◆ Excerpt to read:
Employee Theft Guide for Small Business: What It Is & How to Prevent It
This article is part of a larger series on How to Do Payroll.
Employee theft is the stealing of an employer’s property or assets for personal use. It includes the more traditional ideas of theft, such as stealing merchandise or money, as well as stealing confidential data and “time” (i.e., not working as many hours as recorded or performing personal tasks on company time).
Historically, it’s been reported that some 95% of businesses have experienced employee theft, yet there are actions you can take to prevent or reduce it. This includes implementing a company-wide policy, training your management team, and conducting audits.
Types of Employee Theft
There are many different ways employees can steal from your small business. Click through the tabs below for details on the types of employee theft.
How To Prevent Employee Theft
Preventing employee theft does not have to be overly intrusive or complicated. Developing and implementing an employee policy, having good audit procedures, completing due diligence on new hires, and resolving employee issues can go a long way in reducing the odds of theft.

◆ Data for review:
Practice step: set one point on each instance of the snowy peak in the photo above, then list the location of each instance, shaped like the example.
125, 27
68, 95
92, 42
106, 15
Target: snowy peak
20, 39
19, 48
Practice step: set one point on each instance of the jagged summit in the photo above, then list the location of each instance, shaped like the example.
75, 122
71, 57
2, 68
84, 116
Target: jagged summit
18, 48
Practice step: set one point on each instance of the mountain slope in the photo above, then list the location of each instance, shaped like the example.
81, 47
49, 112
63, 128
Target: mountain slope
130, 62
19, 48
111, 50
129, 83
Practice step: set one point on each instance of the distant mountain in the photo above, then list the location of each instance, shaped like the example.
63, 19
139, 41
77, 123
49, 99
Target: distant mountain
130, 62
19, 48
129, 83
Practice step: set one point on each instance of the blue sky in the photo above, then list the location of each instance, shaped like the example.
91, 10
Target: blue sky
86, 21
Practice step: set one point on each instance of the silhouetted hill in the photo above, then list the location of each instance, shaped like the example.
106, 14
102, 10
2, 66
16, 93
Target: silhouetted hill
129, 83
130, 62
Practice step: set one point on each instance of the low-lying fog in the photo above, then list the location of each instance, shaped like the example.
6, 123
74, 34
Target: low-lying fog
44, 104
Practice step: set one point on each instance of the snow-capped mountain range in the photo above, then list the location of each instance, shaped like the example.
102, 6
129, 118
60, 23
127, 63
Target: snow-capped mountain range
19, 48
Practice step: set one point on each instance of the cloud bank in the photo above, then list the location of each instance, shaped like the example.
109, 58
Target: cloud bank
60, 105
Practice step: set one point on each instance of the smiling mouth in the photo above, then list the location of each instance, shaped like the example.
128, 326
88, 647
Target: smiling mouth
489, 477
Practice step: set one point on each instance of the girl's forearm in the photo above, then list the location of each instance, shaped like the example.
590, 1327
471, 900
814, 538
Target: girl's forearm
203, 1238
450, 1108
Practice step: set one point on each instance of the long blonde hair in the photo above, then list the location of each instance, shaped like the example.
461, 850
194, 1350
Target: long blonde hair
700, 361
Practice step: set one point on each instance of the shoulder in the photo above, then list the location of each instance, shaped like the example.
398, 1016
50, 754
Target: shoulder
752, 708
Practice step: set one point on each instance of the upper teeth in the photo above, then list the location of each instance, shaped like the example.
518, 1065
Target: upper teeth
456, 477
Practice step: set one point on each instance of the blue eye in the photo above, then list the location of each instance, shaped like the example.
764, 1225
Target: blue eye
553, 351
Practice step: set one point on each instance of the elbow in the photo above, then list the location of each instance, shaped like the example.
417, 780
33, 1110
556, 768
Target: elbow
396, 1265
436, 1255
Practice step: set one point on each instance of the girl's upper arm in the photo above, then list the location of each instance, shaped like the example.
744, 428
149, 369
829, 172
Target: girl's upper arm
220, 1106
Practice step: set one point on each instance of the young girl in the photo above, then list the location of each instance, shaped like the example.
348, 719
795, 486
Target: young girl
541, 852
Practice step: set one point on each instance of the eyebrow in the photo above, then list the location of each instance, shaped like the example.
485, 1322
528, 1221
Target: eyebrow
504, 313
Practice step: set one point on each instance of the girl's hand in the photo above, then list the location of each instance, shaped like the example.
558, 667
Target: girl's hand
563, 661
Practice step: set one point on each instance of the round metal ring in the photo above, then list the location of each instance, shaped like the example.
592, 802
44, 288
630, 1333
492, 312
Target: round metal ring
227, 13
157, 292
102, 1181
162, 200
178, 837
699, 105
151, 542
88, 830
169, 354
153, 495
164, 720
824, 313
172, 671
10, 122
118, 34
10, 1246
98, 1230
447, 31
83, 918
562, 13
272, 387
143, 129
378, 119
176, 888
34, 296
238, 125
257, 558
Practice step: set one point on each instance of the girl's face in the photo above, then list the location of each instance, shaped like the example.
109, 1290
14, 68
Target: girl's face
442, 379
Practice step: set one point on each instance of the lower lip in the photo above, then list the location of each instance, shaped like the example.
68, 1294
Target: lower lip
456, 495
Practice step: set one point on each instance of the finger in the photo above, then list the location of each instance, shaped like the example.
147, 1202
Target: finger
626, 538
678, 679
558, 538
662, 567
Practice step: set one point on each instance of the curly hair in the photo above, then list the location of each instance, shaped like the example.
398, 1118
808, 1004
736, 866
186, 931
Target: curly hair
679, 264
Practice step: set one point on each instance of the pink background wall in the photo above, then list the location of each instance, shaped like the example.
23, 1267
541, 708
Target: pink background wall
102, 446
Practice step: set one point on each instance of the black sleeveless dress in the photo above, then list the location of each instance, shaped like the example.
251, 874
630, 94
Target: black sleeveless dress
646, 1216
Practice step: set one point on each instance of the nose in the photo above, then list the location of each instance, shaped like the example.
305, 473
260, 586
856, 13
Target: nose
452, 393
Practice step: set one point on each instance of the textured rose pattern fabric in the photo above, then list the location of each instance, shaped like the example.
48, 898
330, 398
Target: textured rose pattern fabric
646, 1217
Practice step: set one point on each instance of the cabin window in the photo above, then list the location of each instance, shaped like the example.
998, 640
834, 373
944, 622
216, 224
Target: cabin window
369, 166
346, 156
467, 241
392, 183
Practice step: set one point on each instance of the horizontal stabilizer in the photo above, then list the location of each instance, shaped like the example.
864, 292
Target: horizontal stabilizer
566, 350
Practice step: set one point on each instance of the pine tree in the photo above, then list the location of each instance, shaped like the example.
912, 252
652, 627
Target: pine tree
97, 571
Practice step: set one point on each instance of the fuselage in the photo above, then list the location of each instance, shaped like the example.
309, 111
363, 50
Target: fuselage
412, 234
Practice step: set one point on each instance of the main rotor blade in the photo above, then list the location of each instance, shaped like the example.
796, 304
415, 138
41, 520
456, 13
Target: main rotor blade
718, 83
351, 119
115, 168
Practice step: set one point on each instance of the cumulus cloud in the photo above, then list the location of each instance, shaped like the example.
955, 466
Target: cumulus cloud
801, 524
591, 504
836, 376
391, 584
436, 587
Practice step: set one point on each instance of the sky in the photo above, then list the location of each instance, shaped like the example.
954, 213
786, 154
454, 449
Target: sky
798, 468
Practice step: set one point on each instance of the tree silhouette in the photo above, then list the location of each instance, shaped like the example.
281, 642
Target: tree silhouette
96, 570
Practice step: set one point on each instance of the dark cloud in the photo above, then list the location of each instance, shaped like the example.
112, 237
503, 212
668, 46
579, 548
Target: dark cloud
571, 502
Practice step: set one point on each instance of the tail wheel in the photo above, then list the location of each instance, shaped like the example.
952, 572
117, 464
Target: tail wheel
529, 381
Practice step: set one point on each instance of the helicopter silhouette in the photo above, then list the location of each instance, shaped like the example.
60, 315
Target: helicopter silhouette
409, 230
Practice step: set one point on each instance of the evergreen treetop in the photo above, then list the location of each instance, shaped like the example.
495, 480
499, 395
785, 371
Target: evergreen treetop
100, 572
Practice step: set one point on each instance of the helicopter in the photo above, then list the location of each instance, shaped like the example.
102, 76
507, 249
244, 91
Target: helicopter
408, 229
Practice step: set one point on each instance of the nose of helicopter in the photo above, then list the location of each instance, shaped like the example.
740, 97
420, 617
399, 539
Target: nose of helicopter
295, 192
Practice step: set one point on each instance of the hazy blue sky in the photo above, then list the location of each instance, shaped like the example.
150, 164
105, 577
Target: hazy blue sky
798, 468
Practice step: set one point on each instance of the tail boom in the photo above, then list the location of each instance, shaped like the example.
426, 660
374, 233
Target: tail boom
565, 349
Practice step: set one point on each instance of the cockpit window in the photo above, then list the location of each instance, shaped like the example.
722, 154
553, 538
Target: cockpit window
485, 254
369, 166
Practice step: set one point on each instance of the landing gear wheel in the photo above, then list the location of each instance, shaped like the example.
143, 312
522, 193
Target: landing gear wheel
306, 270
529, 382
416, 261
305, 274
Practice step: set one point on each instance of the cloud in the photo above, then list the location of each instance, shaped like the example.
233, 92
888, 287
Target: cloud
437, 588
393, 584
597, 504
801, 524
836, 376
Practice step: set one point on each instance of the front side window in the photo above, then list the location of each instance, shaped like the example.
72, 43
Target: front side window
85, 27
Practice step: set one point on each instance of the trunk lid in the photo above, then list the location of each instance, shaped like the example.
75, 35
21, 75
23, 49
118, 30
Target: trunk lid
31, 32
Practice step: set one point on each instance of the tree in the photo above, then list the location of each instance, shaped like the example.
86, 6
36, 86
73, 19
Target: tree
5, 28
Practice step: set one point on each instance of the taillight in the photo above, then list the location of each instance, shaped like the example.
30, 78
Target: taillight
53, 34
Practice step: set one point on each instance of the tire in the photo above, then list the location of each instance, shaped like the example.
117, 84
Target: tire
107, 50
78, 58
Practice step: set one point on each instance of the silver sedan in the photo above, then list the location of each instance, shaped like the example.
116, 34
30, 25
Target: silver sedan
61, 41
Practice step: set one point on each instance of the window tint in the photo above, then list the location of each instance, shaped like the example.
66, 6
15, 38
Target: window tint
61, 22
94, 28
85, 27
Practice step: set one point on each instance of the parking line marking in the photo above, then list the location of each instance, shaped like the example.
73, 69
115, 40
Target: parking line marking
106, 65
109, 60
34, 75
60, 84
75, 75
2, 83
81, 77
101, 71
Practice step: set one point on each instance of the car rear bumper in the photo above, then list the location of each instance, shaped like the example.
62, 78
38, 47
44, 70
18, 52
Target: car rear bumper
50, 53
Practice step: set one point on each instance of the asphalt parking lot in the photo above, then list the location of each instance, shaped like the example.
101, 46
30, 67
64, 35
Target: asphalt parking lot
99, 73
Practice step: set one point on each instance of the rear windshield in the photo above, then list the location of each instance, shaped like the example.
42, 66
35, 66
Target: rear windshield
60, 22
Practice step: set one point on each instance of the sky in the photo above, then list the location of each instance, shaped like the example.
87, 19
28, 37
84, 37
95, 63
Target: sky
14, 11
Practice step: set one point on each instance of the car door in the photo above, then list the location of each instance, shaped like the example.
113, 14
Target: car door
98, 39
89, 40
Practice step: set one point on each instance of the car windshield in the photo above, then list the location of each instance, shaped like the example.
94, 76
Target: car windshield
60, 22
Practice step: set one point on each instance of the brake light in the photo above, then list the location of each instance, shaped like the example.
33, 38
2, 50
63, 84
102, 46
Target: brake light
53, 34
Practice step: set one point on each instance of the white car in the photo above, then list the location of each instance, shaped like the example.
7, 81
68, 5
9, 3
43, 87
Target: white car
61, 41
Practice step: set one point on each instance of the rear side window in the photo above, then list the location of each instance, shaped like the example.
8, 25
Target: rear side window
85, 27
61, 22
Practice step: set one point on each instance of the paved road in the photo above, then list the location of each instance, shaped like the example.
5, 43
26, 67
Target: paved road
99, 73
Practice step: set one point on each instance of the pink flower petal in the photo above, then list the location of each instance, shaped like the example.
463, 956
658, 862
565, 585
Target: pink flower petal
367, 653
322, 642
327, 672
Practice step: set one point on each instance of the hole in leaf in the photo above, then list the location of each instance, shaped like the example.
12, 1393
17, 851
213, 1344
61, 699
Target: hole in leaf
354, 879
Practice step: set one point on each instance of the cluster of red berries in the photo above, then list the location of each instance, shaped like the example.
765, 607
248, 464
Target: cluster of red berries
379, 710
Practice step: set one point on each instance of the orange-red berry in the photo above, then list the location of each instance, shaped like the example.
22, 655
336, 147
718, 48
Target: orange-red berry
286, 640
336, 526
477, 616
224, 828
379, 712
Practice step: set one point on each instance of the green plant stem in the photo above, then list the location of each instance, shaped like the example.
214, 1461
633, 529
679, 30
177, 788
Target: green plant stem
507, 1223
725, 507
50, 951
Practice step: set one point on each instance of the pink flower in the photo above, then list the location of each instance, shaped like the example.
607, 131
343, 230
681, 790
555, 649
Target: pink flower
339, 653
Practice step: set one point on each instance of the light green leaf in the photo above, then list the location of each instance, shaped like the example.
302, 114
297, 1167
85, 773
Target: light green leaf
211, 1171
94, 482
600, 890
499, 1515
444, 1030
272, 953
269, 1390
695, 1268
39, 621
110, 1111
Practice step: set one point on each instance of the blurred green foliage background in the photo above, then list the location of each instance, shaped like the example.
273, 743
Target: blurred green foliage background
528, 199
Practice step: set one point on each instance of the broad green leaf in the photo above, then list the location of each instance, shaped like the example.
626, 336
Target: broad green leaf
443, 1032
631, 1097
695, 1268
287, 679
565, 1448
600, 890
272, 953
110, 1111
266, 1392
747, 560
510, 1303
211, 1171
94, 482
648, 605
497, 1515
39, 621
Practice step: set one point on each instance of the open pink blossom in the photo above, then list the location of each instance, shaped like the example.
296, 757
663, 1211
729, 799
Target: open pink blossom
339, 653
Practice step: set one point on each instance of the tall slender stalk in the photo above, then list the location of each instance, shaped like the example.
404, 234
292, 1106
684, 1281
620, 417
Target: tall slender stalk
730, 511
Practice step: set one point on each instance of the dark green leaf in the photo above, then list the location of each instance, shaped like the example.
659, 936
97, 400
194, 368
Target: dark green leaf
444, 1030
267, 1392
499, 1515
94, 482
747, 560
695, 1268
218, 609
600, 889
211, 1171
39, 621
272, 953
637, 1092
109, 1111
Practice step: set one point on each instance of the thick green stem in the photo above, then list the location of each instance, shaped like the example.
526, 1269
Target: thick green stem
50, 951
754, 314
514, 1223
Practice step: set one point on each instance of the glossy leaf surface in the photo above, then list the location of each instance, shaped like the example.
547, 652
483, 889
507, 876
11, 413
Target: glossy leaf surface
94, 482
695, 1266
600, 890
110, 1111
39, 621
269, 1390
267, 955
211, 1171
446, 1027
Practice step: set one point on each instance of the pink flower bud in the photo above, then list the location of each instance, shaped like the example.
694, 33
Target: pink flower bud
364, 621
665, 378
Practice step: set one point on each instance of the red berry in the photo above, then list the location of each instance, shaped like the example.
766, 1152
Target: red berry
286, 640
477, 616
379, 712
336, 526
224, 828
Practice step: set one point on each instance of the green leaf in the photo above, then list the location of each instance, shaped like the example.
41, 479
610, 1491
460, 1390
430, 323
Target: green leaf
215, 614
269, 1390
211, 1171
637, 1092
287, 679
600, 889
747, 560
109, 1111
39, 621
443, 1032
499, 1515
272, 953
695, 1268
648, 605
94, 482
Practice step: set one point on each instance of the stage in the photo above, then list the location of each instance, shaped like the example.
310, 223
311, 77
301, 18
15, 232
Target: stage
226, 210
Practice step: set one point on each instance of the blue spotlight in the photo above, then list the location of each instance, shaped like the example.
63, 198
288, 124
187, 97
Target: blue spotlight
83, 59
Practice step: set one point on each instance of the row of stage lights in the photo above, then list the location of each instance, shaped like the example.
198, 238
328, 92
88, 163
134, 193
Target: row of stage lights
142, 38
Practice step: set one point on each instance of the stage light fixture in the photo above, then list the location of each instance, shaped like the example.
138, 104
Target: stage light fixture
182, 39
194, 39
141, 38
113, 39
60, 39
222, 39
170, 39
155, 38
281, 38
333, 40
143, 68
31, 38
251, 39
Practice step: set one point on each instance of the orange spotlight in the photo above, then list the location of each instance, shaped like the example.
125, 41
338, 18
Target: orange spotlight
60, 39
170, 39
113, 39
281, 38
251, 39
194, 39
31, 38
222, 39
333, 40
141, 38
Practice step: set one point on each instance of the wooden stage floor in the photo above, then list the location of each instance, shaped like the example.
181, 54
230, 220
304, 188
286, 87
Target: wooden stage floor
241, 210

◆ Exercise tasks:
1. Answer these questions from the employee theft guide:
(a) What share of businesses has historically been reported to have experienced employee theft?
(b) How does the guide define stealing "time"?
(c) What four measures does the prevention section name as reducing the odds of theft?
2. Reproduce a passage of the employee theft guide word for word, starting at the words "Historically, it’s been" and stopping after the words "odds of theft.".

◆ Results for each task:
1.
(a) Some 95% of businesses.
(b) Not working as many hours as recorded, or performing personal tasks on company time.
(c) Developing and implementing an employee policy, having good audit procedures, completing due diligence on new hires, and resolving employee issues.

2.
Historically, it’s been reported that some 95% of businesses have experienced employee theft, yet there are actions you can take to prevent or reduce it. This includes implementing a company-wide policy, training your management team, and conducting audits.
Types of Employee Theft
There are many different ways employees can steal from your small business. Click through the tabs below for details on the types of employee theft.
How To Prevent Employee Theft
Preventing employee theft does not have to be overly intrusive or complicated. Developing and implementing an employee policy, having good audit procedures, completing due diligence on new hires, and resolving employee issues can go a long way in reducing the odds of theft.